Task statement
Set down every record below exactly as it stands, leaving out the pictures.

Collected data
################

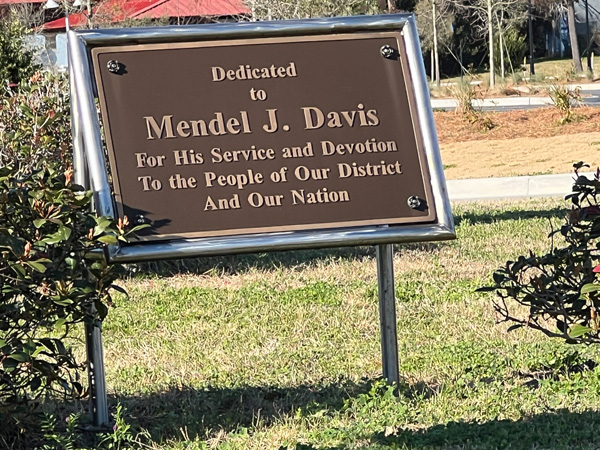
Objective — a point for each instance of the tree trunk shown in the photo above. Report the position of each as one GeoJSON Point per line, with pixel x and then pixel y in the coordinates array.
{"type": "Point", "coordinates": [573, 37]}
{"type": "Point", "coordinates": [491, 45]}
{"type": "Point", "coordinates": [435, 49]}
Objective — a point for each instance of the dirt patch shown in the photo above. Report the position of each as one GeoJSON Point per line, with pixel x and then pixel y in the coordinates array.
{"type": "Point", "coordinates": [521, 143]}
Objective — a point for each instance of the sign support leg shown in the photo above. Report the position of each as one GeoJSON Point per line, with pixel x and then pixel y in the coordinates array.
{"type": "Point", "coordinates": [96, 376]}
{"type": "Point", "coordinates": [387, 312]}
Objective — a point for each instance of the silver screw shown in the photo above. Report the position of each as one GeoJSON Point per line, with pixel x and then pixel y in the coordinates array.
{"type": "Point", "coordinates": [387, 51]}
{"type": "Point", "coordinates": [414, 202]}
{"type": "Point", "coordinates": [113, 66]}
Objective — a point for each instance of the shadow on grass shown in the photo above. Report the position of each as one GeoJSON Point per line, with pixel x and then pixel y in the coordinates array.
{"type": "Point", "coordinates": [556, 430]}
{"type": "Point", "coordinates": [198, 412]}
{"type": "Point", "coordinates": [561, 429]}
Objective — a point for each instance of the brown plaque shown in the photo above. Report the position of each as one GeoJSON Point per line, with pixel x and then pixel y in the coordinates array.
{"type": "Point", "coordinates": [262, 135]}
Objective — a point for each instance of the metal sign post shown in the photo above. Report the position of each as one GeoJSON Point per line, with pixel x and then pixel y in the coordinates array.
{"type": "Point", "coordinates": [387, 313]}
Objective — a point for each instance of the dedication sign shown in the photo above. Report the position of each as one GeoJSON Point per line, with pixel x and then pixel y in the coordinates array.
{"type": "Point", "coordinates": [243, 136]}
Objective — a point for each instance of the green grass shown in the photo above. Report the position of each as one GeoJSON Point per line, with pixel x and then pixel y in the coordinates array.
{"type": "Point", "coordinates": [282, 350]}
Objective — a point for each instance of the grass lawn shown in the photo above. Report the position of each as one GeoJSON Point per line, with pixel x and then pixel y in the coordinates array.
{"type": "Point", "coordinates": [282, 350]}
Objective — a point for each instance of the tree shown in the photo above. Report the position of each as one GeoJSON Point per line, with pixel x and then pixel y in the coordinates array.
{"type": "Point", "coordinates": [485, 15]}
{"type": "Point", "coordinates": [573, 36]}
{"type": "Point", "coordinates": [554, 8]}
{"type": "Point", "coordinates": [434, 22]}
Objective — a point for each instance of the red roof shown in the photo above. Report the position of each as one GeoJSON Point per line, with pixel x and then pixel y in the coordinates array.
{"type": "Point", "coordinates": [20, 2]}
{"type": "Point", "coordinates": [111, 11]}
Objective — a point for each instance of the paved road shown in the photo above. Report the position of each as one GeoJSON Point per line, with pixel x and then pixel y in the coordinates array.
{"type": "Point", "coordinates": [590, 97]}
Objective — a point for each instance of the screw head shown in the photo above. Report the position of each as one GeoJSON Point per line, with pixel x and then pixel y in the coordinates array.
{"type": "Point", "coordinates": [414, 202]}
{"type": "Point", "coordinates": [113, 66]}
{"type": "Point", "coordinates": [387, 51]}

################

The completed task
Objective — a point for each instance of the tree trunk shown in the photo above. Report the position of each as one GeoJSON Point per line, with pixel x and then pixel y in the coordinates array.
{"type": "Point", "coordinates": [573, 37]}
{"type": "Point", "coordinates": [491, 45]}
{"type": "Point", "coordinates": [435, 49]}
Objective — a point for each instance of the dirt patch shown in the photo above. Report the position of each as one GeoJSON Point per line, with pixel x and then pixel y in the coordinates array.
{"type": "Point", "coordinates": [521, 143]}
Objective — a point for each instance of the sign support leg shown in the photo above. Report the position of each as one GeoJSON Point per line, with pixel x and then pixel y in the coordinates array.
{"type": "Point", "coordinates": [96, 376]}
{"type": "Point", "coordinates": [387, 312]}
Objective — a point for each instance of the silver screw shown in the photo above. Report the position of each as one GeoJSON Point per line, with pixel x and then pixel y in the coordinates array.
{"type": "Point", "coordinates": [387, 51]}
{"type": "Point", "coordinates": [414, 202]}
{"type": "Point", "coordinates": [113, 66]}
Objective — a point for each instance of the shadow on grass shown in the photo above. Report the position of each as one GeoJSON Point per line, with pixel x and then pixel y in the coordinates array.
{"type": "Point", "coordinates": [556, 430]}
{"type": "Point", "coordinates": [198, 412]}
{"type": "Point", "coordinates": [561, 429]}
Objective — a point for each instance of the brown plaque shown in the photo above. Report the position of each as one GeoJSON Point per line, with pixel x and then pixel y in the coordinates array.
{"type": "Point", "coordinates": [262, 135]}
Objective — a point for each instance of the metal sign post shown in the photo above. Report the position of each as one GeoJSON Point per line, with pixel x and then pixel y in the coordinates array.
{"type": "Point", "coordinates": [387, 313]}
Objective — a point for each instance of the dedication sign shown in the photo above. Report the position of each as one GeoJSON Point per line, with pixel x and then pixel y in the coordinates array.
{"type": "Point", "coordinates": [243, 136]}
Objective — a point for each instance of the green grass shown in the photo above. Report the position of each as one GeoJSON Point per line, with pixel x and then pixel y in the coordinates array.
{"type": "Point", "coordinates": [282, 350]}
Objective — a point for each instance of the grass lawn shown in the photo above. Report the position of each as one GeoJSON Point per line, with pixel x and then pixel y in the coordinates array.
{"type": "Point", "coordinates": [282, 350]}
Objective — a point for each instance of the tree shown in the photo above. Report the position of each as one GeoJSON Point per line, with pixel x and then pixel y in the coordinates array.
{"type": "Point", "coordinates": [485, 15]}
{"type": "Point", "coordinates": [573, 36]}
{"type": "Point", "coordinates": [554, 8]}
{"type": "Point", "coordinates": [434, 22]}
Objective — a point for each instance of the red roof shown in the photo above. Report the position of each as one GeoJSON Point per line, with pixel x and then pixel y in the coordinates array.
{"type": "Point", "coordinates": [20, 2]}
{"type": "Point", "coordinates": [111, 11]}
Objective — a point for each instance of the paved road shown in the photo above. Report the position of each as one GeoJSON Point per line, with pixel x and then pixel y in the coordinates array.
{"type": "Point", "coordinates": [590, 97]}
Objective — a point for each instance of the screw head shown in the photo above. Report the position of each as one GeoJSON Point per line, with pixel x and then pixel y in the coordinates array.
{"type": "Point", "coordinates": [414, 202]}
{"type": "Point", "coordinates": [113, 66]}
{"type": "Point", "coordinates": [387, 51]}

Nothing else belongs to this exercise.